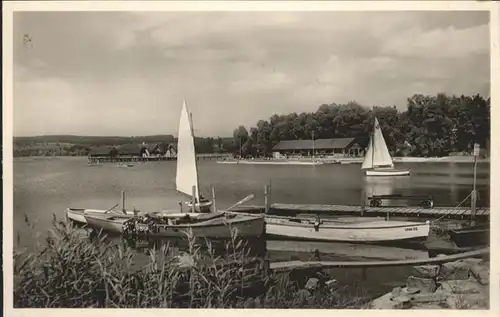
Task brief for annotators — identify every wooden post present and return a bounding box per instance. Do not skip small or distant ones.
[361,189,366,217]
[469,143,479,225]
[212,187,217,212]
[122,190,126,213]
[264,185,269,214]
[361,267,368,282]
[191,186,196,213]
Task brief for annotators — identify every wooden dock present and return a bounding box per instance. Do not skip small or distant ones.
[270,248,490,273]
[270,203,490,219]
[88,153,228,164]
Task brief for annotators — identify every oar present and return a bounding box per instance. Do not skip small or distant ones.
[226,194,255,211]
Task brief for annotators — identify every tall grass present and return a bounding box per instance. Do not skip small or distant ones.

□ □ □ □ □ □ □

Stated exercise: Return the text of each entry above word for word and unchanged, leaving the picture out.

Worked solution:
Task brief for annotators — identify every wooden post present and return a bounding box per instance. Do not skip small or distant ones.
[361,189,366,217]
[469,143,479,225]
[212,187,217,212]
[122,190,126,213]
[264,185,269,214]
[361,267,368,282]
[191,186,196,213]
Task brief for annotators — identify every wooden dock present and return a bounding box per instance. Do not skip small or distant ones.
[270,248,490,273]
[270,203,490,219]
[88,153,228,164]
Task brief for annotators — identify every oar present and return a bounding box per instance. Do not skip small or distant ones.
[226,194,255,211]
Task brief for annotators — identify every tall grass present and return a bounding box per instance. Do not skip small or distant ones.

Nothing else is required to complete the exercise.